A Better Way to Detect Breast Cancer?

Biomedical engineer’s new system for tissue imaging could save millions of lives.

October 17, 2014

Note: SC CTSI's former Pre-Clinical Translation and Regulatory Support program provided translational assessment and team building services to Dr. Vasilis Marmarelis for his diagnostic imaging technology, multimodal ultrasound tomography, for improved detection of breast cancer.

In the mix of attention-grabbing headlines about cancer, you’ll see many about treatments, risks and possible causes, but how many cover innovations in the detection of cancer? Not many, which is odd since early detection is one of the most significant factors in cancer survival rates.

This fact is not lost on Vasilis Marmarelis, professor of biomedical engineering at the USC Viterbi School of Engineering. His new system for detecting breast cancer could save, without exaggeration, millions of lives.

Vasilis Z. Marmarelis, PhD

With the current protocol, a woman who finds a lump in her breast is sent for a mammogram to confirm the presence of the lump. Since mammograms can’t distinguish between a benign cyst and a malignant tumor, she then may get a handheld ultrasound to further image the lesion. The next step is a biopsy — the surgical removal of tissue for further testing in the lab — to diagnose or rule out breast cancer.

Superior technology

Mastoscopia, the system devised by Marmarelis, uses a technology called multimodal ultrasound tomography (MUT) to image the breast in search for cancerous lesions. The technology is far superior to the current imaging techniques used in four distinct ways: It’s sensitive, specific, safe and comfortable.

Tasks to complete>
1) Can you rewrite everything from "In the mix of" down to "exaggeration, millions of lives." in the breast cancer article, substituting "news stories" for "headlines"?
2) From the breast cancer article:
(a) What is the name of the system Marmarelis devised?
(b) At which school is Marmarelis a professor of biomedical engineering?
(c) Under the current protocol, what step comes after the handheld ultrasound?
These rows are unrelated to the breast cancer article.

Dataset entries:
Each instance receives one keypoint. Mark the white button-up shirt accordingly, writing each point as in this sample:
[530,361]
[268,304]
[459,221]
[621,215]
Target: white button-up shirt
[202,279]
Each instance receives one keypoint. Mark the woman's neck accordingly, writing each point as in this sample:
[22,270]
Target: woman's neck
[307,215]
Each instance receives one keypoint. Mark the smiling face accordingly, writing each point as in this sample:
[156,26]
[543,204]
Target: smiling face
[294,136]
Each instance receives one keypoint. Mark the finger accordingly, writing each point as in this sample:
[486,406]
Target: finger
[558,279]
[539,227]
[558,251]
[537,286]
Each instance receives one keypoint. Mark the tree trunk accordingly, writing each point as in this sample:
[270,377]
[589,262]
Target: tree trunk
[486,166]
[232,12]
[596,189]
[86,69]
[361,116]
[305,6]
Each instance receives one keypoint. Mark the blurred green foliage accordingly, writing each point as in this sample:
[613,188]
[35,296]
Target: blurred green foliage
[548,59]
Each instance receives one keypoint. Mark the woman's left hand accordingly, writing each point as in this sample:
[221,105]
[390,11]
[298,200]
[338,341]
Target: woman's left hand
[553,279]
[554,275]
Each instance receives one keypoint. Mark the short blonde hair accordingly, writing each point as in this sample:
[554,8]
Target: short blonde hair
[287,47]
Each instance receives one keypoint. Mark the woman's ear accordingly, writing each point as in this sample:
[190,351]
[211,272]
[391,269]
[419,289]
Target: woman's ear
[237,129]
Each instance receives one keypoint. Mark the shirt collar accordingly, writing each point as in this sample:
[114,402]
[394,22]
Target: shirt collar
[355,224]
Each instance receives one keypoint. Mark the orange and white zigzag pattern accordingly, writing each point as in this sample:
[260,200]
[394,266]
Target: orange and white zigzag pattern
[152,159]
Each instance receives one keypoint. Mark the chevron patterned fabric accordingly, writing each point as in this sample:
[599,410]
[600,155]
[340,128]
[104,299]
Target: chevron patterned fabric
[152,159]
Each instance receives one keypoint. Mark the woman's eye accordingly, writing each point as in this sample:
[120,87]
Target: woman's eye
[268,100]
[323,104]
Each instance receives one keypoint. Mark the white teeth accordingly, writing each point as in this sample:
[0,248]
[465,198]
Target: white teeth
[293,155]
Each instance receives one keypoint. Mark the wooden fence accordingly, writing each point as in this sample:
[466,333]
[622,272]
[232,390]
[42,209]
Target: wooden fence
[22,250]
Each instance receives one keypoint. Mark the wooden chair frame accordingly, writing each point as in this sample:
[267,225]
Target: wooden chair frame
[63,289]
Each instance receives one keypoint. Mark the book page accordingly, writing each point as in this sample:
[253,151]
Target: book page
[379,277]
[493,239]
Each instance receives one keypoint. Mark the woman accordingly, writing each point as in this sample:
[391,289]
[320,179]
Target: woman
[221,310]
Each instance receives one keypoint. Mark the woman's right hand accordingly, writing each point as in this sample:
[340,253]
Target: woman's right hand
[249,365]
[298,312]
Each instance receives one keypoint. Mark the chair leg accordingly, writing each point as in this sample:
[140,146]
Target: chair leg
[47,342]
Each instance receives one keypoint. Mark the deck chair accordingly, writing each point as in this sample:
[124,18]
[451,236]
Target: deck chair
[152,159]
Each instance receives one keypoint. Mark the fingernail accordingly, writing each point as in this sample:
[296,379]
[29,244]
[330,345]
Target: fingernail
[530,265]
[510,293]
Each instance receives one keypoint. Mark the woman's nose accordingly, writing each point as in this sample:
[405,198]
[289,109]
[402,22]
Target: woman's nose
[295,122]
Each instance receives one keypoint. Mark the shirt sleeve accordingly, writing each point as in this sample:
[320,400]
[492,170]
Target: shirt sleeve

Answer set>
1)
In the mix of attention-grabbing news stories about cancer, you’ll see many about treatments, risks and possible causes, but how many cover innovations in the detection of cancer? Not many, which is odd since early detection is one of the most significant factors in cancer survival rates.

This fact is not lost on Vasilis Marmarelis, professor of biomedical engineering at the USC Viterbi School of Engineering. His new system for detecting breast cancer could save, without exaggeration, millions of lives.

2)
(a) Mastoscopia
(b) The USC Viterbi School of Engineering
(c) A biopsy